# Short exercise a
According to the text on the Da Pacem Domine chant, what did Pope Nicholas III's Bull of 1279 order?

# Source extract

[BEGIN]

The page I own holds such plainsong – more popularly known as Gregorian chant, although there’s nothing to say this is a book of particularly Gregorian pieces (ironically, the bestselling album of Gregorian music, Chant, was made by Benedictine monks…). I can read it somewhat – or at least make out the Latin words if not always translate them (although the Gothic type sometimes makes it difficult to make out words, and I have to keep in mid the u for v and the long s).

One side appears to be a part of a chant called Da Pacem Domine, or the “Votive antiphon for peace” (or simply a Prayer for Peace) which would be in its entirety:

Da pacem, Domine, in diebus nostris
Quia non est alius
Qui pugnet pro nobis
Nisi tu Deus noster.

1. Fiat pax in virtute tua: et abundantia in turribus tuis.

Da pacem, Domine, in diebus nostris
Quia non est alius
Qui pugnet pro nobis
Nisi tu Deus noster.

2. Propter fratres meos et proximos meos loquebar pacem de te:

Da pacem, Domine, in diebus nostris
Quia non est alius
Qui pugnet pro nobis
Nisi tu Deus noster.

3. Propter domum Domini Dei nostri quaesivi bona tibi.

Da pacem, Domine, in diebus nostris
Quia non est alius
Qui pugnet pro nobis
Nisi tu Deus noster.

4. Rogate quae ad pacem sunt Jerusalem:et abundantia diligentibus te.

Da pacem, Domine, in diebus nostris
Quia non est alius
Qui pugnet pro nobis
Nisi tu Deus noster.

5. Gloria Patri et Filio et Spiritui Sancto, sicut erat in principio et nunc et semper, et in saecula saeculorum. Amen

It’s also called the “Chant of the Templars, although  the music predates the Knights Templar by four or five centuries. You can hear it here, on Youtube:

[youtube=] describes it thus:

Da pacem, Domine. [For peace.] An antiphon of the 6th or 7th century, founded on ii. Kings xx. 19; ii. Chron. xx. 12, 15; and Psalms cxxii. 6. By a Bull of Pope Nicholas III., 1279, it was ordered to be sung at every mass before the Agnus Dei. In the Paris Breviary of 1643 it is given along with a Collect for Peace, which occurs in the Sacramentary of Gelasius, A.D. 494, as a Commemoratio de Pace per Annum. Ad Laudes et Vesperas, thus:

“Da pacem, Domine, in diebus nostris, quia non est

The first part can be translated as

Give peace, o Lord, in our time
Because there is no one else
Who will fight for us
If not You, our God.

[END]

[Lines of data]
[BEGIN]

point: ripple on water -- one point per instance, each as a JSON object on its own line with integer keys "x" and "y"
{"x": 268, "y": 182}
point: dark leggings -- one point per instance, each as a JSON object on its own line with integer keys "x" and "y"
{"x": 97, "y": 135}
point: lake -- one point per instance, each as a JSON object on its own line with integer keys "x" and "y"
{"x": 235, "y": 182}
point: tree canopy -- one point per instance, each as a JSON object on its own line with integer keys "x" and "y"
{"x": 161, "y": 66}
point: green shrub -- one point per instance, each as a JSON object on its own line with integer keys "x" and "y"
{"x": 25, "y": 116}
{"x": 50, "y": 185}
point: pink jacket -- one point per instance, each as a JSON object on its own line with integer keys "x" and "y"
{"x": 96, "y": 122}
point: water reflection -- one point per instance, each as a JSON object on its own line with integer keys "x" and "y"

[END]

# Short exercise b
Locate each row that includes the string "integer" and copy those rows in full. Case counts.

# Task result a
It ordered that the antiphon be sung at every mass before the Agnus Dei.

# Task result b
point: ripple on water -- one point per instance, each as a JSON object on its own line with integer keys "x" and "y"
point: dark leggings -- one point per instance, each as a JSON object on its own line with integer keys "x" and "y"
point: lake -- one point per instance, each as a JSON object on its own line with integer keys "x" and "y"
point: tree canopy -- one point per instance, each as a JSON object on its own line with integer keys "x" and "y"
point: green shrub -- one point per instance, each as a JSON object on its own line with integer keys "x" and "y"
point: pink jacket -- one point per instance, each as a JSON object on its own line with integer keys "x" and "y"
point: water reflection -- one point per instance, each as a JSON object on its own line with integer keys "x" and "y"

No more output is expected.